» **What is asked**: Rewrite the records below with each "group of people" changed to "crowd of people" and everything else left the same. Leave the pictures out.
[Start of Data listing]
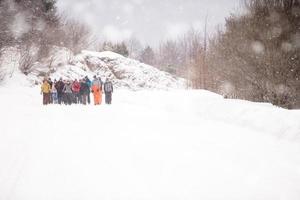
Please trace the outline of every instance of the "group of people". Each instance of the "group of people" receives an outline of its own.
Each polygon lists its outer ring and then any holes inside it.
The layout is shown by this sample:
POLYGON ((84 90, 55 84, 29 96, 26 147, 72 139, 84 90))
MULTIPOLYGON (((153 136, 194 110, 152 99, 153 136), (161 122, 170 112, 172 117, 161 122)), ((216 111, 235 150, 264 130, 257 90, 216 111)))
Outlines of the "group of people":
POLYGON ((45 78, 41 86, 43 105, 48 104, 91 104, 90 93, 94 96, 94 104, 102 103, 102 94, 105 94, 105 103, 111 104, 113 84, 109 79, 103 83, 100 77, 94 76, 91 81, 87 76, 80 80, 52 81, 45 78))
[End of Data listing]
» **Solution for this task**:
Please trace the outline of every instance of the "crowd of people". Each instance of the "crowd of people" receives an outline of its own.
Each polygon lists its outer ring and then any holes inside it.
The layout is shown by this sample:
POLYGON ((84 90, 55 84, 29 96, 26 147, 72 139, 84 90))
MULTIPOLYGON (((153 136, 194 110, 152 99, 153 136), (161 122, 170 112, 172 117, 161 122)), ((216 111, 235 150, 264 130, 257 90, 216 111)))
Outlines of the "crowd of people":
POLYGON ((45 78, 41 86, 43 105, 48 104, 91 104, 90 93, 94 96, 94 104, 102 103, 102 94, 105 94, 105 103, 111 104, 113 84, 109 79, 103 83, 100 77, 94 76, 91 81, 87 76, 80 80, 52 81, 45 78))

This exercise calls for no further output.